WRITTEN INSTRUCTION 1
Decide whether each statement below agrees with the Zanu PF factionalism article, answering yes or no and quoting the words of the article that settle it.
(a) The rally in Chiweshe was held on a Saturday.
(b) Nelson Chamisa spoke before the other opposition leaders addressed the crowd.
(c) Professor Welshman Ncube attended the rally.
WRITTEN INSTRUCTION 2
Using the Zanu PF factionalism article, answer each question on its own line:
(a) Kudakwashe Bhaskiti leads which opposition party?
(b) What age did the Gamatox-40 faction want its people to be?
(c) How does the article describe the crowd at the rally?
WRITTEN INSTRUCTION 3
Give a continuation of the Zanu PF factionalism article, picking up after its final sentence.

2018 Elections: Factionalism, Tribalism in Zanu PF structures

By Tau Tawengwa

“….Saka iniwo ndakatumwaa ne magamatox. Magamatox akati nyaya yaVaChamisa ndochaiyo… magamatox ndo aizikanwa seZANU, akabva akaita imwe chikamu chonzi G40… gamatox 40 iri, raiti kuti toda munhu ane 40 years kuti atonge, zvino 40 years dzaka bata VaChamisa….”

Tau Tawengwa
Tau Tawengwa

(“….And I too was sent by the Gamatox faction. The Gamatox faction say that Chamisa is the real deal… the Gamatox faction is what was really known as ZANU, and then it evolved into what became known as the G40 faction… the Gamatox-40 faction said they wanted people who are 40 years and below, and now here is Mr. Chamisa who is 40 years old….”)

These were the utterances made by Zimbabwe People First Opposition leader Kudakwashe Bhaskiti during an MDC-Alliance rally which took place in Chiweshe on Sunday 25 March 2018.

Many opposition leaders addressed that sizeable and largely youthful crowd before Nelson Chamisa took to the podium.

Some of the leaders who attended that rally are: Mr. Tendai Biti, Retired Brigadier General Mutambara and Professor Welshman Ncube.

PROVIDED INFORMATION
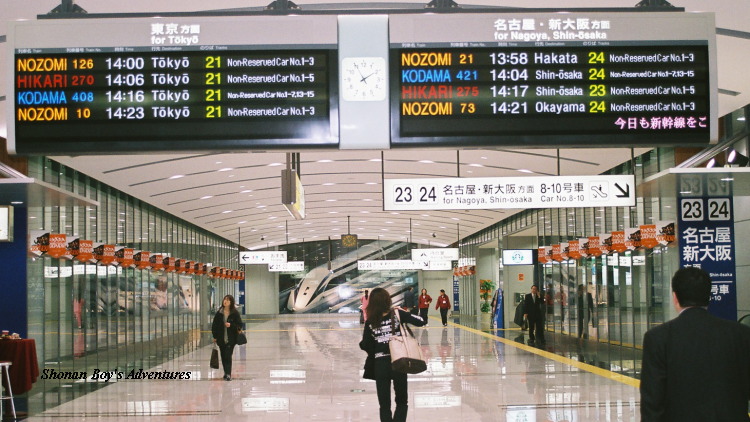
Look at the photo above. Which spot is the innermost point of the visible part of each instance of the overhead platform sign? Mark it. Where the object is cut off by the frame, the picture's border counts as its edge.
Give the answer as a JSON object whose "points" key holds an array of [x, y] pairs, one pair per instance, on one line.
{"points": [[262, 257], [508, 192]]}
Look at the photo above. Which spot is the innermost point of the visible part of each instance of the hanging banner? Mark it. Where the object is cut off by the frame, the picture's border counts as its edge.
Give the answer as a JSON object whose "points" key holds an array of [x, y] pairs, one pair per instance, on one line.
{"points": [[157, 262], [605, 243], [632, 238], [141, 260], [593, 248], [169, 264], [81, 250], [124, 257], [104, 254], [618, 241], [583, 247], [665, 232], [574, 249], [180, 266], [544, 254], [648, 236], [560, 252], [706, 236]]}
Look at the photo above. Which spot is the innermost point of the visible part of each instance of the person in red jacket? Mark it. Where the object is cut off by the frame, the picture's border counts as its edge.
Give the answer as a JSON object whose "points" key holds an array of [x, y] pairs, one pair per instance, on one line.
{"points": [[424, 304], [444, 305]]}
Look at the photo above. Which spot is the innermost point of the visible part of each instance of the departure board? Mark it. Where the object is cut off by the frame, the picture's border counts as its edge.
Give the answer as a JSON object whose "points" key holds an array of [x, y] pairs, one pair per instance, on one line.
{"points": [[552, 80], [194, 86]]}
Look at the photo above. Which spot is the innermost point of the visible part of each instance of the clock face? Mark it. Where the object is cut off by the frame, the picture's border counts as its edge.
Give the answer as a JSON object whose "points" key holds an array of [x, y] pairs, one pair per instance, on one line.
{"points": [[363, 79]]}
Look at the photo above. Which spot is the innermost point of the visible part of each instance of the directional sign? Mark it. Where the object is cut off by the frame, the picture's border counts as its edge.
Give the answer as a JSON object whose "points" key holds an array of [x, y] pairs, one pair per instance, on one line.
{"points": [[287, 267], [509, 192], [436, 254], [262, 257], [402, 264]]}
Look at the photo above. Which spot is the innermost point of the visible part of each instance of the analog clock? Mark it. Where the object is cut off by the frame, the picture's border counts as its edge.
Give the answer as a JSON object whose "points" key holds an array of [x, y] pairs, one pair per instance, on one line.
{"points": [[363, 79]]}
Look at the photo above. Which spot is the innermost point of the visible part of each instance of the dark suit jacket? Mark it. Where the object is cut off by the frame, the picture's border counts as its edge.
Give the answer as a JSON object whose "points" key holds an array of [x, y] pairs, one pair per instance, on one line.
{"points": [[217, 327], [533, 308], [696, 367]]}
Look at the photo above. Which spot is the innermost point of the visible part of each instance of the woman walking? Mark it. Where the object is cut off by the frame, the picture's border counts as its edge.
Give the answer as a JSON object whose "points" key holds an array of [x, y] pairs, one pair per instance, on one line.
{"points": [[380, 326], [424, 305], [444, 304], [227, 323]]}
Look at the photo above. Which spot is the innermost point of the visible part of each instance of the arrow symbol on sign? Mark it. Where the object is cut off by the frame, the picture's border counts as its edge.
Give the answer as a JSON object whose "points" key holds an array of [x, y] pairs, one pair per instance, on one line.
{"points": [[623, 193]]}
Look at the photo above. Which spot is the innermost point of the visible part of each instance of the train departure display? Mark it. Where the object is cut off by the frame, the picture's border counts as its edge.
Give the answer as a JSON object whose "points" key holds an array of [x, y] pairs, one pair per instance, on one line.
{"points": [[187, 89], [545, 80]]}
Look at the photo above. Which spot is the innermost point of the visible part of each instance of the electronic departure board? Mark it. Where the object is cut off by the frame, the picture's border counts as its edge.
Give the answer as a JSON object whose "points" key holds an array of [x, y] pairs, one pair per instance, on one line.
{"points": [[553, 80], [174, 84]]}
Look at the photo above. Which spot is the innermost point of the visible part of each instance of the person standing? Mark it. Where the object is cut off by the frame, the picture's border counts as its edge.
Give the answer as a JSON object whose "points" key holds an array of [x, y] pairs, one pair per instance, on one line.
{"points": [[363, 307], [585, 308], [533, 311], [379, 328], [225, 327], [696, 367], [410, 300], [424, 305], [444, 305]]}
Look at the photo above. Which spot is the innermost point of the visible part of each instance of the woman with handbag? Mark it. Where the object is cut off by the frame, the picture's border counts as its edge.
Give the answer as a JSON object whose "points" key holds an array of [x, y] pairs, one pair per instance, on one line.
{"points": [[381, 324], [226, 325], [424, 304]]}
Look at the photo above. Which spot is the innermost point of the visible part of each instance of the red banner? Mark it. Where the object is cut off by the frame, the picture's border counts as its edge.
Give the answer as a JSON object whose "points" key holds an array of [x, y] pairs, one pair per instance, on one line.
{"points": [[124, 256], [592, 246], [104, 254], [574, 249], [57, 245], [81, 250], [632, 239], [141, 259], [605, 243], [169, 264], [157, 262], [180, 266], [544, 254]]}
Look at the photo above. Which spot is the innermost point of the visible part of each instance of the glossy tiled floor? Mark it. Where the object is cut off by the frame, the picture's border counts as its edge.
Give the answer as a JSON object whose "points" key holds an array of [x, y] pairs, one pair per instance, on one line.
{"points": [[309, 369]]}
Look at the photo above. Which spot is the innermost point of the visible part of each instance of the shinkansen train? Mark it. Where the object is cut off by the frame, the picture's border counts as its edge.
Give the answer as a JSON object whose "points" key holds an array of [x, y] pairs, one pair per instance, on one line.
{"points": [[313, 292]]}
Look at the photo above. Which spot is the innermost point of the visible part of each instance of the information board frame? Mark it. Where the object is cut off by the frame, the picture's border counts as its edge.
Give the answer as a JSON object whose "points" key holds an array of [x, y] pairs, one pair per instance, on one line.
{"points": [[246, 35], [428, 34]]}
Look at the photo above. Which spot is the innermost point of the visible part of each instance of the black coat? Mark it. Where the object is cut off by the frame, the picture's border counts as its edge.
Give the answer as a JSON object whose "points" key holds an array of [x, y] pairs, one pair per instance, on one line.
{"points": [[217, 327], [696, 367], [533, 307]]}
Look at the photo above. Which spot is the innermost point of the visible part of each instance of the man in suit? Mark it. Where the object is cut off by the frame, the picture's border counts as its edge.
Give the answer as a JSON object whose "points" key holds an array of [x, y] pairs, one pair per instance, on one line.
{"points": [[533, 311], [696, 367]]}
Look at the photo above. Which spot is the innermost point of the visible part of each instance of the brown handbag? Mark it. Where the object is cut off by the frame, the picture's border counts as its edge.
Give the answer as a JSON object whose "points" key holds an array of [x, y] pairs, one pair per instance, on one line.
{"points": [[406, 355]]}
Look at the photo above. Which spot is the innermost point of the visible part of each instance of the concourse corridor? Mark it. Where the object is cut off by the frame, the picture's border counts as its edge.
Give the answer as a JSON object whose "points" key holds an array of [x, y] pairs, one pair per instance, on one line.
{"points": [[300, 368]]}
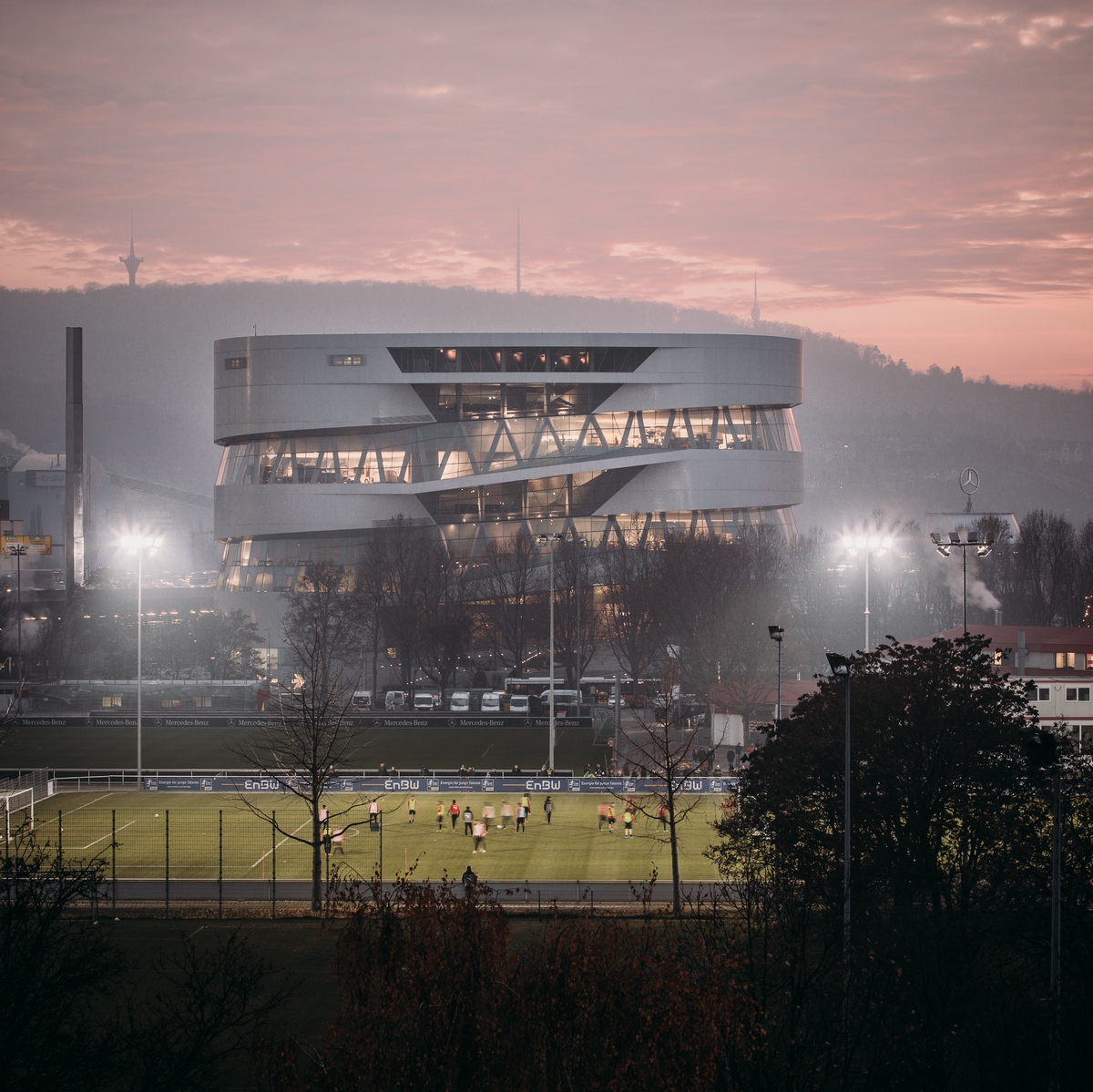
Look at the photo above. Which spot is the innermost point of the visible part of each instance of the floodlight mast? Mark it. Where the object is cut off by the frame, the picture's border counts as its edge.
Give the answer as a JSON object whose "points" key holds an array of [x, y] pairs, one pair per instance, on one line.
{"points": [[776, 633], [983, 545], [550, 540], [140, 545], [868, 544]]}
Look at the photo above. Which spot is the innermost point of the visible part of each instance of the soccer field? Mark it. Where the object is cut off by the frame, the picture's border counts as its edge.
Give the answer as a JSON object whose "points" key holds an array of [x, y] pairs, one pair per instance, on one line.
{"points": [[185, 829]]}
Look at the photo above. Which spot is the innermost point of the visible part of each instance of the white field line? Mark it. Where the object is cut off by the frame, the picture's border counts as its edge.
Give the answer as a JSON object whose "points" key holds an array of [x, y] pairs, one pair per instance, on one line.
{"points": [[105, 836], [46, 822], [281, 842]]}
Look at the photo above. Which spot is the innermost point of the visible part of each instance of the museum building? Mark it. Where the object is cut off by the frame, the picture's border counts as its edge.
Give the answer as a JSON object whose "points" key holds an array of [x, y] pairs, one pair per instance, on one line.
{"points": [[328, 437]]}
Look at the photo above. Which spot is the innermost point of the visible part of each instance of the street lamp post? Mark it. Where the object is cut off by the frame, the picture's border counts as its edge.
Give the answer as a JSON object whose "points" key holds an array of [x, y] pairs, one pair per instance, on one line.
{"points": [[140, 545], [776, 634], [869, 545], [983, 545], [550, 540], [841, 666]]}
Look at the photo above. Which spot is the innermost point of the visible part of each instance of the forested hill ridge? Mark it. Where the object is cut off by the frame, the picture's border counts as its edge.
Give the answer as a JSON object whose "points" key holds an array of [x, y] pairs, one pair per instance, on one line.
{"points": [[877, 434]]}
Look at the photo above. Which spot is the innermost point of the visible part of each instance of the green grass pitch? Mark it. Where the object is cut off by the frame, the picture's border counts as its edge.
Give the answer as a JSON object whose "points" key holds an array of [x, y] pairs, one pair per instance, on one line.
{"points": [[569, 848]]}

OUTPUT 1
(a) No: "which took place in Chiweshe on Sunday 25 March 2018"
(b) No: "Many opposition leaders addressed that sizeable and largely youthful crowd before Nelson Chamisa took to the podium."
(c) Yes: "Some of the leaders who attended that rally are: Mr. Tendai Biti, Retired Brigadier General Mutambara and Professor Welshman Ncube."

OUTPUT 2
(a) Zimbabwe People First
(b) 40 years and below
(c) Sizeable and largely youthful

OUTPUT 3
All in all, the entire event- particularly Mr. Bhaskiti’s soliloquy- was a depiction of what should be taken as a serious political warning by  ZANU-PF if that party wants achieve the electoral victory that it envisages.

I will explain why in this article.

The strategy of the MDC-Alliance 

After the 2013 elections, many of us thought that the Zimbabwean opposition was politically dead, and that it wouldn’t resurrect. This was especially true after the post-2013 MDC-T split which saw Mr Tendai Biti and Mr Elton Mangoma forming their own political parties.

However, not long after that, ZANU-PF’s internal factional wars gave a lifeline to what was an all but dead opposition.

After its 2014 congress ZANU-PF’s former Vice President Dr Joice Mujuru and many of her supporters including Kudakwashe Bhaskiti were fired from the party.

Immediately after that, Dr Joice Mujuru formed her own party, and straightaway engaged in coalition talks with Dr Morgan Tsvangirai. As a result, in December 2016, opposition parties met in Cape Town South Africa and that is where the outline of the current MDC-Alliance coalition was made.

Many analysts mistakenly overlooked that Cape Town indaba as simply another meaningless talk-shop where the guests would be treated to good food and endless pina coladas.

Yet, there are three pivotal themes that emerged out of those Cape-Town deliberations that are manifesting in the MDC-Alliance’s campaigns today.

The first thing is the principle of wielding the strongest candidate at every level- that is, at presidential, constituency and ward levels.

If the opposition had not made the decision to unite, then its candidates would have been scattered and this would have split the opposition vote at ward, constituency and Presidential levels.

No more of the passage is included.